• [PAGE TEXT]:
········
Two weeks ago, I bought a bike because SS, A, and FLV were going on a lot of bike trips together and would report back on how much fun they had. "You should get a bike so you can join us."
I went all in. The plan was to go to the bike shop, buy a bike, then ride to
Floyd Bennett Field. Without knowing anything at all about bicycles, I picked on based on the kinds of virtues I look for in consumer products: affordability, utility, no-frillsiness. I wanted a bike that was a tool and not a lifestyle choice.
I got this
Manhattan Green cruiser. It's fun. It's robust. It's not efficient, but my theory was that if it's a heavier bike, that just means when I ride it I'll get more exercise. It's got a fly wheel, which means I can peddle hard and then coast. It has coaster brakes, which means that no matter how fast I'm going I can slam back on the peddles and skid to a stop.
This is how I remember bikes--as toys--and it didn't occur to me until much later in the day that all of this goes against every principle about how one "should" ride a bike. One "should" ride it efficiently. One "should" peddle in such a way that coasting is at a minimum and abrupt stops are unnecessary.
The Floyd Bennet Field trip made this much clearer to me than it had been in the bike shop. Halfway through the trip I was falling down off the bike due more or less to sheer exhaustion and had to take the subway home.
This throws me into a state of inner conflict which my friends find hard to understand, especially because I express it as all kinds of irrational neurosis (when, as I work through it while writing this, it's in fact probably a hyper-rational neurosis....)
On the one hand, I have a deep-seated attitude towards things which is perhaps best described simply as my not liking them at all. I don't like having to think about objects in my surroundings. I don't like having to care about their maintenance. I don't like anything which implies that they are an "extension of myself" or determinative of my identity. I especially don't like that objects of certain kinds of quality correlated with price are indicative of some kind of social status, feel deeply that that's an injustice even, and resist any force that tries to make me complicit in such a system. So when forced to purchase something, I just want something base and functional and nothing more.
[I realize that this is in many ways a typical attitude for somebody of my background, that it is in fact hypocritical, that it is insufferable to listen too. I'd defend myself by saying that some of my exceptions prove the rule, but don't we all?]
On the other hand, I am porous to obligation and standards of performance in activities I commit myself to. This makes me a huge nerd and chump, and makes the close guarding of my allegiances and participation a matter of self-defense. (This is a recent revelation for me, and probably obvious and irritating to the people who know me well.) So, for example, the feeling that ones bicycle is an extension of ones body (as opposed to a machine you operate via its controls) is apparently a virtuous feeling for a bicyclist.
The upshot is that having committed to a particular bicycle due to one value set, I am now confronted by the fact that the bicycle puts me in a negative relationship to the standards of good cyclemanship, which are standards to which I am suddenly vulnerable.
········
• [DATA LINES]:

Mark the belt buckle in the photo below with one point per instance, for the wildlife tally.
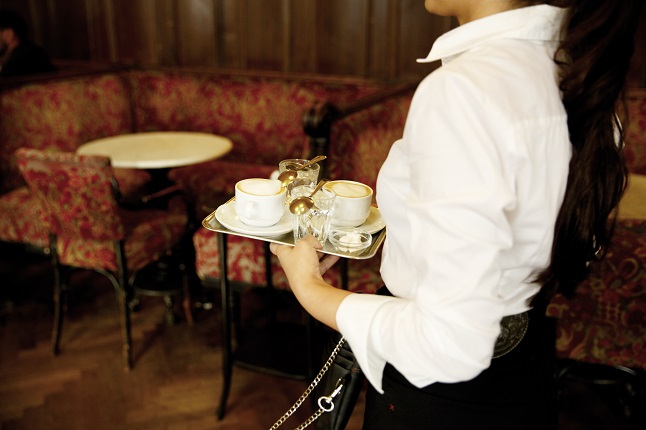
········
• [TASK INSTRUCTIONS]:
A) Answer these from the bicycle text, one line each:
(i) What bike did the writer buy?
(ii) How did the writer get home from the Floyd Bennett Field trip?
(iii) Which three virtues did the writer look for when picking the bike?
B) Please carry the bicycle text forward from its final sentence.

• [ANSWERS PER TASK]:
A)
(i) A Manhattan Green cruiser.
(ii) By subway.
(iii) Affordability, utility, and no-frillsiness.

B)
In short, the bicycle has exposed an inconsistency in my value system. Consequently, it makes me ill at ease and insecure. Had I thought about it, and realized that bicycling is an activity, like so many others, where virtue depends in part of commodity price, I probably would have rejected the idea entirely on principle.
But that have gone against another value that I have been trying very hard to nurture in the past few years, which is to not be such an inflexible S.O.B., to live a little, to be willing to trade devotion to principle for friendship and sociability and shared experience.
I don't have good way out of it. As I've mentioned, I suspect that anyone who hears my anxieties about the bicycle finds them obnoxious--confusing, self-righteous, irrational, overblown. So I don't have a good way of working through them.
The best I can do is consider the bike a part of objective reality. It is an object with certain properties in a certain location (my living room, currently). I can sit on it and ride around on it, to go places faster than I could on foot. It has two wheels and a comfortable seat and brakes that let me skid around.
And yet, The bike draws attention--"That looks like a new bike," a friend told me today. This thrusts it unavoidably out of the objective and into the symbolic domain again. People have opinions about bicycles in my social spheres; they have opinions about my bike in particular. They don't express them; "it's very black," they say, as if that mattered. Does that matter? I have no idea. I have no understanding of the semiotics of bicycles. I don't know how to engage in these conversations except to abbreviate my anxieties, to attempt to roll them into a funny story which I'm sure just demonstrates my ignorance and insecurity about such things.
But today I went on a ride through Prospect Park. Alone. Except for the conversation with the friend (which was great, really) on a stop in the middle, there was nobody who would notice me or project their symbolism onto me or cause me to invent symbolism to project onto myself. There was just me and the bike road, with potholes in it that I can roll right over because I've got hybrid tires and a cushy seat. On the uphill part I found myself breathing hard and feeling a healthy burn in my quads. "Ah, exercise. That's a reason why I got this bike!"
It was sweet.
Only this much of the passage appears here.